ABOUT THIS EXERCISE:
A verbatim reproduction of all the entries is needed.

(Referring expression grounding data)
━━━━━━

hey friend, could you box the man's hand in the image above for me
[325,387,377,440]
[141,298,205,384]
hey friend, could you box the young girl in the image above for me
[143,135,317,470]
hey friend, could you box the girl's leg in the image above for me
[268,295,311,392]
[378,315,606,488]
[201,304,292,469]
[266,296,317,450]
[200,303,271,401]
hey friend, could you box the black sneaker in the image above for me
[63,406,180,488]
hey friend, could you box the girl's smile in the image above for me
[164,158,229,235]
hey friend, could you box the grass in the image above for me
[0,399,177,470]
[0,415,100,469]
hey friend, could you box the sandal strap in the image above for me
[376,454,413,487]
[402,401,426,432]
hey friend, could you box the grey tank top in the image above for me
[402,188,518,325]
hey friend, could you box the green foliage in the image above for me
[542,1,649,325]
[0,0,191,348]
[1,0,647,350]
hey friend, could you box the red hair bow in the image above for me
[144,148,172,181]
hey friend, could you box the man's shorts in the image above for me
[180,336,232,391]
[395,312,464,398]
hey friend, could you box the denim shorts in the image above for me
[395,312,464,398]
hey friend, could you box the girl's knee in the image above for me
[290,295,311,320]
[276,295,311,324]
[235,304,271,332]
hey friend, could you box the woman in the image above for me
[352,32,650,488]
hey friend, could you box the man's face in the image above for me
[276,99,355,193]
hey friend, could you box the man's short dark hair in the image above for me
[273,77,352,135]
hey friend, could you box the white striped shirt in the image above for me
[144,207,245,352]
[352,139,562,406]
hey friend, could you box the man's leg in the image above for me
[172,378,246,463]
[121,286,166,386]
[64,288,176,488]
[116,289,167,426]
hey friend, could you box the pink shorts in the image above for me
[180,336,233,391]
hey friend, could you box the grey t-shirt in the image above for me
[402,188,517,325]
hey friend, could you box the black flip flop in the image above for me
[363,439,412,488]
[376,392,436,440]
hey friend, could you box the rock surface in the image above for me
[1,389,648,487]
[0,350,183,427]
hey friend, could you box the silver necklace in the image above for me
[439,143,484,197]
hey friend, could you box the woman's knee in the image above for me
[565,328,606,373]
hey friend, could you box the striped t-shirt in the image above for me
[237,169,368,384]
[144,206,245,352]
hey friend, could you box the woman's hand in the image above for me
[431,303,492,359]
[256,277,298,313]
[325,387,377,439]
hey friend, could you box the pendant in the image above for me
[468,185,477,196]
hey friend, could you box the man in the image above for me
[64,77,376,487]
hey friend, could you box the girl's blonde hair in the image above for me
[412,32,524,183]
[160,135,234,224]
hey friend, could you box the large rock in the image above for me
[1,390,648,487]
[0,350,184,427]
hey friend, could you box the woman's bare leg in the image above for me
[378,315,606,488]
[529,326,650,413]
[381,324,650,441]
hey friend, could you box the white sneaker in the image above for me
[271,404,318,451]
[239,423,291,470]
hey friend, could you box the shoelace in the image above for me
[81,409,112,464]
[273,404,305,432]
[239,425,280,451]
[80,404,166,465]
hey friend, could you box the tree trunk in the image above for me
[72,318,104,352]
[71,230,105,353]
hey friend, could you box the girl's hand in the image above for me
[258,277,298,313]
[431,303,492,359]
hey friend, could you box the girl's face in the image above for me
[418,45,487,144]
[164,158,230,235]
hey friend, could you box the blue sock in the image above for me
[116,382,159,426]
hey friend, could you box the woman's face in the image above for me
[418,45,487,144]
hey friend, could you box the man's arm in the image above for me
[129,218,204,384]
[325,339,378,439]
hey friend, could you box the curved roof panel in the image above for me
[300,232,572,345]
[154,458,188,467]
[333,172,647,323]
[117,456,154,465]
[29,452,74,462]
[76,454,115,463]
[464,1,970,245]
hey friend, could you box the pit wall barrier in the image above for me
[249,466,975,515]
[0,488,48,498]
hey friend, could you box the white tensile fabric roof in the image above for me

━━━━━━

EXPECTED ANSWER:
hey friend, could you box the man's hand in the image above for me
[325,387,377,440]
[141,298,205,384]
hey friend, could you box the young girl in the image above for me
[143,135,317,470]
hey friend, could you box the girl's leg in the image above for me
[268,295,311,392]
[378,315,606,488]
[201,304,292,469]
[266,296,317,450]
[200,303,271,401]
hey friend, could you box the black sneaker in the image above for me
[63,406,180,488]
hey friend, could you box the girl's smile in the image above for me
[164,158,229,235]
hey friend, could you box the grass in the image above for me
[0,399,177,470]
[0,415,100,469]
hey friend, could you box the sandal strap in the image above for me
[376,454,413,487]
[402,401,426,432]
hey friend, could you box the grey tank top in the image above for me
[402,188,518,325]
hey friend, could you box the green foliage in the image above for me
[542,1,649,325]
[0,0,191,348]
[1,0,647,350]
hey friend, could you box the red hair bow in the image above for me
[144,148,172,181]
hey friend, could you box the man's shorts in the image above for me
[180,336,232,391]
[395,312,464,398]
hey friend, could you box the denim shorts in the image above for me
[395,312,464,398]
hey friend, could you box the girl's knee in the image above for me
[290,295,311,320]
[276,295,311,324]
[235,304,271,332]
hey friend, could you box the woman in the image above for me
[352,32,650,488]
hey friend, could you box the man's face in the image above for me
[276,99,355,193]
hey friend, could you box the man's short dark hair in the image above for me
[273,77,352,135]
hey friend, could you box the white striped shirt in the image above for me
[144,207,245,352]
[352,139,562,406]
hey friend, could you box the man's leg in the image above for me
[172,378,246,463]
[121,286,166,386]
[64,288,176,488]
[116,289,167,426]
hey friend, could you box the pink shorts in the image above for me
[180,336,233,391]
hey friend, could you box the grey t-shirt in the image above for me
[402,188,517,325]
hey friend, could you box the black flip flop in the image above for me
[363,439,412,488]
[376,392,436,440]
hey friend, could you box the rock surface in the image above for me
[1,389,648,487]
[0,350,183,427]
hey friend, could you box the silver necklace in the image above for me
[439,143,484,197]
hey friend, could you box the woman's knee in the image above for me
[565,328,606,373]
hey friend, could you box the striped t-shirt in the image above for me
[237,169,368,384]
[144,206,245,352]
hey friend, could you box the woman's hand in the image above for me
[431,303,492,359]
[256,277,298,313]
[325,387,377,439]
hey friend, could you box the pendant in the image above for me
[468,185,477,196]
hey friend, could you box the man in the image above for me
[64,77,376,487]
hey friend, could you box the girl's blonde hair in the image above for me
[412,32,524,183]
[160,135,234,224]
hey friend, could you box the large rock in the image above for me
[1,390,648,487]
[0,350,184,427]
hey friend, could you box the woman's bare leg in the image above for me
[378,315,606,488]
[529,326,650,413]
[381,324,650,441]
hey friend, could you box the white sneaker in the image above for me
[271,404,318,451]
[239,423,291,470]
hey friend, could you box the shoelace in the image above for me
[81,409,112,464]
[273,404,305,432]
[239,425,280,451]
[80,404,166,465]
hey friend, could you box the tree trunk in the image above for me
[72,318,104,352]
[71,230,105,353]
hey friend, could you box the girl's hand in the image above for me
[258,277,298,313]
[431,303,492,359]
hey friend, could you box the girl's face in the image above for me
[418,45,487,144]
[164,158,230,235]
hey friend, could you box the blue sock in the image above for me
[116,382,159,426]
hey friend, could you box the woman's face in the image above for me
[418,45,487,144]
hey friend, could you box the man's arm in the image above for me
[129,218,204,384]
[325,339,378,439]
hey friend, could you box the curved roof panel in the image above for me
[300,232,572,345]
[154,458,188,467]
[333,172,647,323]
[117,456,154,465]
[29,452,74,462]
[76,454,115,463]
[464,1,970,245]
hey friend, could you box the pit wall barrier in the image above for me
[249,466,975,515]
[0,488,48,498]
hey friend, could you box the white tensile fabric roof in the image above for me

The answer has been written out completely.